╭─ PROVIDED RECORDS
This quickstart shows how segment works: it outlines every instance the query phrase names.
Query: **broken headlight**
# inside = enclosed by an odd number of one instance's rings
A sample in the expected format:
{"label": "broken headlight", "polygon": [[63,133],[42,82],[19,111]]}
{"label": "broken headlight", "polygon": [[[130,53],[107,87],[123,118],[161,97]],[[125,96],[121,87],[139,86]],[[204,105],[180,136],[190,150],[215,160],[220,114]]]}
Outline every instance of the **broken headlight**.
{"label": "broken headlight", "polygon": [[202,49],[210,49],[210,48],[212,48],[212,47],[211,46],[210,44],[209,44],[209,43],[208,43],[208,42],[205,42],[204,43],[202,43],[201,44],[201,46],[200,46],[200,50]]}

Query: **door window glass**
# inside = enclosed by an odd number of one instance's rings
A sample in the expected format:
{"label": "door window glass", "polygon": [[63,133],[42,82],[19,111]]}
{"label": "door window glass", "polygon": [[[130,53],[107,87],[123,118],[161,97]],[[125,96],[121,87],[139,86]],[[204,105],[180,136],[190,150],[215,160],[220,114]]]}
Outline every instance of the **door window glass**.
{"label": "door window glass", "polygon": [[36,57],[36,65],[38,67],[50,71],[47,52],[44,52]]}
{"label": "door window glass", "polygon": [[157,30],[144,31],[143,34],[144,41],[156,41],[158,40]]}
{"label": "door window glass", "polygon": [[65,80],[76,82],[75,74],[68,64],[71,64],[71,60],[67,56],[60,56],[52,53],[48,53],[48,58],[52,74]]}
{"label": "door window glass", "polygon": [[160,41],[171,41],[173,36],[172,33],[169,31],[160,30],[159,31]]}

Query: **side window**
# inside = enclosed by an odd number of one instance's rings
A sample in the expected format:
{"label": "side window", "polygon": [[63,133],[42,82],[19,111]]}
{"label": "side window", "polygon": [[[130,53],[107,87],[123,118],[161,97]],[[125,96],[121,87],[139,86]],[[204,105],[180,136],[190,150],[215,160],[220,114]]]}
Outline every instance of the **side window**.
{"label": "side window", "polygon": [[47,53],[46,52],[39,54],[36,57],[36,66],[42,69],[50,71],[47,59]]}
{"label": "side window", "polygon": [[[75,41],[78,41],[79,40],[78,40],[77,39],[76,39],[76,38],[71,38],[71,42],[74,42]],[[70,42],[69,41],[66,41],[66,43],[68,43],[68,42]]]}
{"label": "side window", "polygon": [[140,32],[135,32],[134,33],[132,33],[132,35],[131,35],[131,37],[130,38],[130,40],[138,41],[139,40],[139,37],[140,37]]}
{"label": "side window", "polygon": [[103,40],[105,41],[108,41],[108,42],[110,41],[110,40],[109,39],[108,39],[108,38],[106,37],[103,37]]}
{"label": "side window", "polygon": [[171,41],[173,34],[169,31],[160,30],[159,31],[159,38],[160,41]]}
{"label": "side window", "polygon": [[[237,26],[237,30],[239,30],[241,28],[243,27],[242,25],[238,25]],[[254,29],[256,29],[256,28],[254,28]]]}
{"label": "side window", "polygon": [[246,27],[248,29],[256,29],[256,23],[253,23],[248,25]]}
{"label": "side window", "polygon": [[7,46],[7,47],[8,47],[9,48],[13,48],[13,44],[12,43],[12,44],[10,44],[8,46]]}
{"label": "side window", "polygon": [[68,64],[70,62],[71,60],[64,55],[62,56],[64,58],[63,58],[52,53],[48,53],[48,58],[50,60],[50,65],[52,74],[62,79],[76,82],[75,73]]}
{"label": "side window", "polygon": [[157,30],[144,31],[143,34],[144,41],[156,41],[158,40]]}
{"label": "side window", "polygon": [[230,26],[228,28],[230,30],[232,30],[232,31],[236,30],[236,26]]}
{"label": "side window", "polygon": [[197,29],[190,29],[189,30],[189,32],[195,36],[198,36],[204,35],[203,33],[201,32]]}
╰─
GIVEN EXERCISE ▸
Rewrite each line of the records above as a Markdown table with the columns Row and Line. Number the rows in order and leave out the blank lines.

RESULT OF THIS EXERCISE ▸
| Row | Line |
|---|---|
| 1 | This quickstart shows how segment works: it outlines every instance the query phrase names. |
| 2 | Query: **broken headlight** |
| 3 | # inside = enclosed by an odd number of one instance's rings |
| 4 | A sample in the expected format: |
| 5 | {"label": "broken headlight", "polygon": [[63,133],[42,82],[19,111]]} |
| 6 | {"label": "broken headlight", "polygon": [[[130,53],[107,87],[123,118],[161,97]],[[125,96],[121,87],[139,86]],[[204,105],[180,136],[190,150],[215,160],[220,114]]]} |
| 7 | Outline every instance of the **broken headlight**. |
| 8 | {"label": "broken headlight", "polygon": [[202,49],[210,49],[210,48],[212,48],[212,47],[211,46],[210,44],[209,44],[209,43],[208,43],[208,42],[205,42],[204,43],[202,43],[201,44],[201,46],[200,46],[200,50]]} |
| 9 | Query: **door window glass** |
| 10 | # inside = enclosed by an odd number of one instance's rings |
| 11 | A sample in the expected format: |
| 12 | {"label": "door window glass", "polygon": [[63,133],[42,82],[19,111]]} |
| 13 | {"label": "door window glass", "polygon": [[[130,53],[107,87],[123,118],[161,97]],[[125,96],[121,87],[139,86]],[[204,105],[180,136],[190,150],[215,160],[220,114]]]} |
| 14 | Outline every instance of the **door window glass**. |
| 15 | {"label": "door window glass", "polygon": [[36,57],[36,65],[38,67],[50,71],[47,52],[44,52]]} |
| 16 | {"label": "door window glass", "polygon": [[157,30],[144,31],[143,34],[144,41],[156,41],[158,40]]} |
| 17 | {"label": "door window glass", "polygon": [[65,80],[76,82],[75,74],[68,64],[71,64],[71,60],[67,56],[60,56],[52,53],[48,53],[48,58],[52,74]]} |
| 18 | {"label": "door window glass", "polygon": [[160,41],[171,41],[173,36],[172,33],[169,31],[160,30],[159,31]]} |
| 19 | Query: **side window** |
| 20 | # inside = enclosed by an odd number of one instance's rings |
| 21 | A sample in the expected format: |
| 22 | {"label": "side window", "polygon": [[63,133],[42,82],[19,111]]} |
| 23 | {"label": "side window", "polygon": [[[130,53],[107,87],[123,118],[161,97]],[[125,96],[121,87],[139,86]],[[204,105],[180,136],[190,150],[215,160],[220,114]]]} |
| 24 | Outline every instance of the **side window**. |
| 25 | {"label": "side window", "polygon": [[47,53],[46,52],[39,54],[36,57],[36,66],[42,69],[50,71],[47,59]]} |
| 26 | {"label": "side window", "polygon": [[[75,41],[78,41],[79,40],[78,40],[77,39],[76,39],[76,38],[71,38],[71,42],[74,42]],[[70,42],[69,41],[66,41],[66,43],[68,43],[68,42]]]} |
| 27 | {"label": "side window", "polygon": [[140,32],[135,32],[134,33],[132,33],[132,35],[131,35],[131,37],[130,38],[130,40],[138,41],[139,40],[139,37],[140,37]]} |
| 28 | {"label": "side window", "polygon": [[103,40],[105,41],[108,41],[108,42],[110,41],[110,40],[109,39],[108,39],[108,38],[106,37],[103,37]]} |
| 29 | {"label": "side window", "polygon": [[171,41],[173,34],[169,31],[160,30],[159,31],[159,38],[160,41]]} |
| 30 | {"label": "side window", "polygon": [[[237,26],[237,30],[239,30],[241,28],[243,27],[242,25],[238,25]],[[254,29],[256,29],[256,28],[254,28]]]} |
| 31 | {"label": "side window", "polygon": [[246,27],[248,29],[256,29],[256,23],[253,23],[248,25]]} |
| 32 | {"label": "side window", "polygon": [[7,46],[7,47],[8,47],[9,48],[13,48],[13,44],[12,43],[12,44],[10,44],[8,46]]} |
| 33 | {"label": "side window", "polygon": [[68,64],[70,62],[71,60],[64,55],[62,56],[64,58],[63,58],[52,53],[48,53],[48,58],[50,60],[50,65],[52,74],[62,79],[76,82],[75,73]]} |
| 34 | {"label": "side window", "polygon": [[157,30],[144,31],[143,34],[144,41],[156,41],[158,40]]} |
| 35 | {"label": "side window", "polygon": [[230,26],[228,28],[230,30],[232,30],[232,31],[236,30],[236,26]]} |
| 36 | {"label": "side window", "polygon": [[197,29],[190,29],[189,30],[189,32],[195,36],[198,36],[204,35],[203,33],[201,32]]} |